**Your assignment:** Continue the article on S&P's revised outlook for Baiduri Bank, picking up after its last sentence.

**Text section:**
((

Standard & Poor’s (S&P) Global Ratings revised the outlook on its long-term rating on Baiduri Bank to ‘positive’ from ‘stable’ in its latest credit rating report resulting in an improved credit rating of BBB+/A-2 with positive outlook from BBB+/A-2 with stable outlook for the bank. This new rating places Baiduri Bank in the company of leading regional banks.
According to the report, this revision reflects the rating agency’s expectation that Baiduri Bank “will sustainably maintain its capital buffers over the next 12 to 18 months thanks to adequate capital management”, leading to moderate credit growth, satisfactory profitability, and profit retention over the period. The positive outlook also indicates that S&P could raise its ratings on Baiduri Bank in the next 12-18 months if the bank sustains its capital buffers.
S&P anticipates that the bank will see credit growth of three to five per cent, with “bulk of the growth generated from wholesale customers as the government looks to boost the economy and support local firms through contracts from government-linked companies, foreign direct investment projects, the oil and gas sector, and infrastructure development”.

))

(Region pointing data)
((

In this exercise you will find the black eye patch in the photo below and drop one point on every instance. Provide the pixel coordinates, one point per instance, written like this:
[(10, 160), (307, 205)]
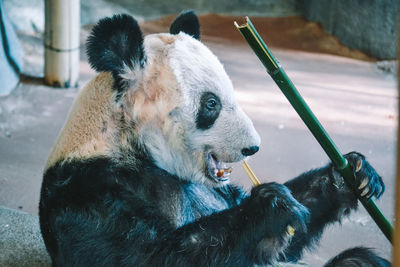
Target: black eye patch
[(210, 107)]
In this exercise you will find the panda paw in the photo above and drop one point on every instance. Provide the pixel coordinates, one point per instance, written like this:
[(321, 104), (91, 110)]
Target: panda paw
[(284, 214), (368, 182)]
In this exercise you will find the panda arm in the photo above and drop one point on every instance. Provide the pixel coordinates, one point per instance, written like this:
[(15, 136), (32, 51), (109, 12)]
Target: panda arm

))

**Exercise result:**
According to S&P’s forecasts, Brunei’s economic growth will accelerate to above three per cent in the next two years, supported by stronger energy prices, recovering external demand, the country’s continued success in controlling the COVID-19 pandemic, and sustained growth in the petrochemical sector.
Baiduri Bank CEO Ti Eng Hui said, “While the economy is experiencing positive growth amid the improving COVID-19 situation in the country, this revised rating is a testament of our strength, resilience, and ability to adapt quickly to evolving economic conditions. It also reflects our strong capital position and robust balance sheet management.”
He elaborated that the revised rating is a positive reflection of the bank’s solid performance over the last 12 months, underpinned by a strong business model focussing on its core businesses and sustainable growth.